### Given instruction
Copy every one of the following records word for word, leaving each line unchanged.
## START Data supplied
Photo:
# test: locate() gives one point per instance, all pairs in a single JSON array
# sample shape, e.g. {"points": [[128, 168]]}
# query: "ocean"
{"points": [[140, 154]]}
## END Data supplied
### Result of the task
Photo:
# test: locate() gives one point per instance, all pairs in a single JSON array
# sample shape, e.g. {"points": [[128, 168]]}
# query: "ocean"
{"points": [[140, 154]]}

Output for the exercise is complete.